■ PROBLEM DESCRIPTION:
Exclude all pictures from your copy of the data below, which should otherwise match exactly.

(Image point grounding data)
*** Block opens ***
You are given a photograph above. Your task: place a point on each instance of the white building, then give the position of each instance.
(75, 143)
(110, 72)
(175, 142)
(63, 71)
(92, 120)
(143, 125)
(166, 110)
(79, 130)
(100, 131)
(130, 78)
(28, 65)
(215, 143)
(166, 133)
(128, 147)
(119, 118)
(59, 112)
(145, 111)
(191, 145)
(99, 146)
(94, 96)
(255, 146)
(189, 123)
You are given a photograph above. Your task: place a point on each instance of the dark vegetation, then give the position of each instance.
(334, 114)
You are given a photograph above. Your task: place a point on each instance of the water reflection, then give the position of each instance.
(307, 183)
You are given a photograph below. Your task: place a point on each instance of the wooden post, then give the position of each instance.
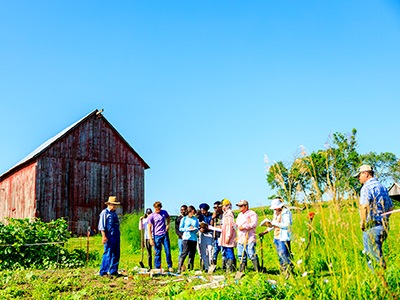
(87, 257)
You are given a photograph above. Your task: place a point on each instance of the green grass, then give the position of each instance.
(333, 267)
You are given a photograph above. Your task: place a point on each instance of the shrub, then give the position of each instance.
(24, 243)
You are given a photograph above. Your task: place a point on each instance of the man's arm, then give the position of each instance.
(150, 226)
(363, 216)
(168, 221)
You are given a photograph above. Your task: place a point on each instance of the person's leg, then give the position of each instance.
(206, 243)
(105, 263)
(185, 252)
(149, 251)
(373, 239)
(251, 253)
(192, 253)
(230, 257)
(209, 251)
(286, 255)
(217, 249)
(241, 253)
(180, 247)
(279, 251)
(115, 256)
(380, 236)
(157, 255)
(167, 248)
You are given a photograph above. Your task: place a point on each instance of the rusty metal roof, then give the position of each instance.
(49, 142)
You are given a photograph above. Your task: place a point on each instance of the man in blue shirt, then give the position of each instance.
*** Block closes ***
■ RESPONSE AREA:
You are given a photograph above. Your task: place a point on each instance of the white building, then give the position of each instance.
(75, 143)
(110, 72)
(175, 142)
(63, 71)
(92, 120)
(143, 125)
(166, 110)
(79, 130)
(100, 131)
(130, 78)
(28, 65)
(215, 143)
(166, 133)
(128, 147)
(119, 118)
(59, 112)
(145, 111)
(191, 145)
(99, 146)
(94, 96)
(255, 146)
(189, 123)
You are given a photograph above. Your task: place a point on each instance of the dark vegetation, then give the position of each instance.
(334, 114)
You are given a photograph above. Your task: place a point on each instance of the water reflection, then give the position of each instance.
(307, 183)
You are given a photograph below. Your task: place a point on each instance of the wooden post, then give the position of each instance.
(87, 257)
You are given a photograph above. Your task: place a point on each instance of the green grass, then give the position of each instance.
(333, 267)
You are given a photograph above. Your task: place a point on each instance of the shrub, then give the position of each instance.
(24, 243)
You are given a photograph above. Your task: place a point on each instance of the man's arm, then give the position of each instance.
(150, 226)
(363, 216)
(168, 221)
You are given a photograph above. Your task: place a point on each instance of the person's leg, then give the position of each instance.
(206, 243)
(105, 263)
(185, 252)
(149, 251)
(373, 239)
(251, 253)
(192, 253)
(230, 257)
(209, 251)
(286, 255)
(217, 249)
(241, 253)
(180, 247)
(279, 251)
(115, 256)
(380, 236)
(157, 255)
(167, 248)
You are given a photograph above. Your task: place a point on each instance of the rusty metal roof, then give the position of each instance.
(49, 142)
You are given a photograph above. Your task: place a point on each instance of the man in blue shirt, then give the position of each instance.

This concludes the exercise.